Exercise aim: Could you retype the passage on white privilege word for word, everything from "I normally write" down to "hear you, too."?

··· Extract to read ···

We were conditioned to feel empathy toward those who look like us: in white people’s case, the rest of the majority. We were conditioned to believe that colored people are more likely to be criminals because, statistically, more colored people live in poverty and grow up in environments that would lead to criminal activity. White people have the privilege of looking like someone police officers can trust. When my roommate told a UW Police Department (UWPD) officer that someone in the library tried to steal her bag, it was her word against the black male’s. Luckily she was telling the truth, but she still felt terrible. For everyone who has felt that privilege affect them and cried themselves to sleep over the benefits they never wanted: Privilege can be translated to something wonderful.

I normally write for the minority. In this vast sea of white, I try to reach out to small populations and make them feel like they’ve been heard. But for everyone else — the roughly 66 percent of Seattle that the U.S. Census Bureau qualified as “white” in 2010 and near-50 percent of the UW — I hear you, too.

··· Data under study ···

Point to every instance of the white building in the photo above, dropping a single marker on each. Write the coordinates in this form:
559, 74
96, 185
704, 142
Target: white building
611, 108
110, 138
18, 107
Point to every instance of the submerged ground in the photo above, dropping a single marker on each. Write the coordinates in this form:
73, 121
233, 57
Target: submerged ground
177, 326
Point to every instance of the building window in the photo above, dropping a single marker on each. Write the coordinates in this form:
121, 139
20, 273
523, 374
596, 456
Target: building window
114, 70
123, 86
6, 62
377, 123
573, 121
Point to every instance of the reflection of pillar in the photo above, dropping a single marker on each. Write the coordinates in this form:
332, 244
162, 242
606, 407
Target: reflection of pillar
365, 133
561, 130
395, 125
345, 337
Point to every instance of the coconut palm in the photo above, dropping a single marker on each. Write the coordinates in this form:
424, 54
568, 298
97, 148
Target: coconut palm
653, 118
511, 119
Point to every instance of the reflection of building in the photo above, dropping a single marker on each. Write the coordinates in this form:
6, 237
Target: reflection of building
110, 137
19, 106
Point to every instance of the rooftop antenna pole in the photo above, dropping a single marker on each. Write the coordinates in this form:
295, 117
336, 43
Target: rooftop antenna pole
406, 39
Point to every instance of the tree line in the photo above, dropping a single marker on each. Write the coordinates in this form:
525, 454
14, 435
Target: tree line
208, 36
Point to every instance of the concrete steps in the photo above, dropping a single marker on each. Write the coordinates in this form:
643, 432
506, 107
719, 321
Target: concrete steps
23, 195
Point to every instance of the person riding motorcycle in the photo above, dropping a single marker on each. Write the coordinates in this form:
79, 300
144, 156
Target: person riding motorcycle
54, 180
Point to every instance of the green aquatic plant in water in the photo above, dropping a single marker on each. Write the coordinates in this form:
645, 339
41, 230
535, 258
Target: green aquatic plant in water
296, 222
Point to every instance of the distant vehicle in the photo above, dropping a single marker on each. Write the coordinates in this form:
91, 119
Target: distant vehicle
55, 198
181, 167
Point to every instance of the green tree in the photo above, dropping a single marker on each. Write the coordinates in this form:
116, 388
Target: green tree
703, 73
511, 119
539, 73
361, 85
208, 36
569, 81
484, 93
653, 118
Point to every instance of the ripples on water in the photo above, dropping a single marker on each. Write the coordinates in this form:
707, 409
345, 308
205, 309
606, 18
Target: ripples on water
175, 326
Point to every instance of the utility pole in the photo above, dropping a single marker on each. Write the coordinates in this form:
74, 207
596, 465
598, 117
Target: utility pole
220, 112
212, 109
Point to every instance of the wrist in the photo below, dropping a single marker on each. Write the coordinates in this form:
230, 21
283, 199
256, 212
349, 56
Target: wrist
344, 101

···
··· Data under study ···

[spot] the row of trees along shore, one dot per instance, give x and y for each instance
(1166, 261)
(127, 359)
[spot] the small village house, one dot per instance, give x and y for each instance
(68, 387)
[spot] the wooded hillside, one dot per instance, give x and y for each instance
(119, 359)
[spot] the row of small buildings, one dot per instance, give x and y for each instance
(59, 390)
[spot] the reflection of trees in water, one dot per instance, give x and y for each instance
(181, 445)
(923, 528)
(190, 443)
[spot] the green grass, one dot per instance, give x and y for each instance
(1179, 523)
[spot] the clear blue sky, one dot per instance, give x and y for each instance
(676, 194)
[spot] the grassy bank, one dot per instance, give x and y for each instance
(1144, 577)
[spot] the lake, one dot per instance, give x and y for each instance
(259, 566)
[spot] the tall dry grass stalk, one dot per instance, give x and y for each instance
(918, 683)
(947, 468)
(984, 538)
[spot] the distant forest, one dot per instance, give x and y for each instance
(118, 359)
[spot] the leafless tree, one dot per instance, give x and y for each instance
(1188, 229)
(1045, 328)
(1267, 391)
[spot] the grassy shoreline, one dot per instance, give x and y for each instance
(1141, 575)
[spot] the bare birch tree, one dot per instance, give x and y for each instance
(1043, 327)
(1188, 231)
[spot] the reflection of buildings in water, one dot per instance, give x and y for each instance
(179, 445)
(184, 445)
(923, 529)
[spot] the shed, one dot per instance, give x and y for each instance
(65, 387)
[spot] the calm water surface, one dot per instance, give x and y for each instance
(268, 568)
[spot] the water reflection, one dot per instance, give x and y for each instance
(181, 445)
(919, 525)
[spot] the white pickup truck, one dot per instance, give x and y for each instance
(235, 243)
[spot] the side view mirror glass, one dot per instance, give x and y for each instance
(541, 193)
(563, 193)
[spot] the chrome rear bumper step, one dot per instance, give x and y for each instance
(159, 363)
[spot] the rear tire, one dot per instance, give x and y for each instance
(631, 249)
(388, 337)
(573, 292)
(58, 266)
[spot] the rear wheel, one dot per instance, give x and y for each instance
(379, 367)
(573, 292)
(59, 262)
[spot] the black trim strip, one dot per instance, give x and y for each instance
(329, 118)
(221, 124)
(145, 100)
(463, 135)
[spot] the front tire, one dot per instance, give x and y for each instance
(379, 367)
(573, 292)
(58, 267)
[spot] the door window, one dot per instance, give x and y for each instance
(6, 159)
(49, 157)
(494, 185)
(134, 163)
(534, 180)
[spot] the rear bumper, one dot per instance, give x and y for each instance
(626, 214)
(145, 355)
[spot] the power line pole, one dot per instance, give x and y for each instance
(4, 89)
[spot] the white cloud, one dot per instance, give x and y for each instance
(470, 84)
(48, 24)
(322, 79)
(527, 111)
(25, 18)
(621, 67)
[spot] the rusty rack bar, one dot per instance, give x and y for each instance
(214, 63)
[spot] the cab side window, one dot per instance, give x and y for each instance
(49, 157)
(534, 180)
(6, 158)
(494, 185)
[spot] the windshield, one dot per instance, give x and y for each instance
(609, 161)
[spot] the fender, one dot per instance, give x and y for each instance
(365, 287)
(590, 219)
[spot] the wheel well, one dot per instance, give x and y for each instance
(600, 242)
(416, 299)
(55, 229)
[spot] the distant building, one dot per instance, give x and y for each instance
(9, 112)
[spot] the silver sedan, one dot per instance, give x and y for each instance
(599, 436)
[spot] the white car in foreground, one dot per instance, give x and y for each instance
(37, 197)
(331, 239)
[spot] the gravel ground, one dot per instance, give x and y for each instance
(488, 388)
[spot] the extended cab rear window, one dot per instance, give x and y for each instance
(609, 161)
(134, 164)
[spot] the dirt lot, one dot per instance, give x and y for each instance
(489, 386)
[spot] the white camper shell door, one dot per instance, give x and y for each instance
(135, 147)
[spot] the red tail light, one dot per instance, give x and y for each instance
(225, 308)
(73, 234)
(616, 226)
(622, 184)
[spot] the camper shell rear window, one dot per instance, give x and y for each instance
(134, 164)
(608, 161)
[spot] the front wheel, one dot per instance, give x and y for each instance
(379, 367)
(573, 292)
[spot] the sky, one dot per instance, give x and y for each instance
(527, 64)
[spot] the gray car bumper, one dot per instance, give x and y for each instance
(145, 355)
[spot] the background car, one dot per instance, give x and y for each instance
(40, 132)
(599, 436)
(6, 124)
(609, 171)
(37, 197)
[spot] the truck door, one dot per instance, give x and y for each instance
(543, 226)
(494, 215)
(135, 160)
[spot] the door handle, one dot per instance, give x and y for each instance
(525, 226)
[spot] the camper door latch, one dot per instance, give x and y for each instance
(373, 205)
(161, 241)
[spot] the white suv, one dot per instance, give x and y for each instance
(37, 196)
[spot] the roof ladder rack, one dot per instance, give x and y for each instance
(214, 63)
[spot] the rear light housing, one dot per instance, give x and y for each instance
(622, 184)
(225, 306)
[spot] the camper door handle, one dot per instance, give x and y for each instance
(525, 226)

···

Exercise output:
I normally write for the minority. In this vast sea of white, I try to reach out to small populations and make them feel like they’ve been heard. But for everyone else — the roughly 66 percent of Seattle that the U.S. Census Bureau qualified as “white” in 2010 and near-50 percent of the UW — I hear you, too.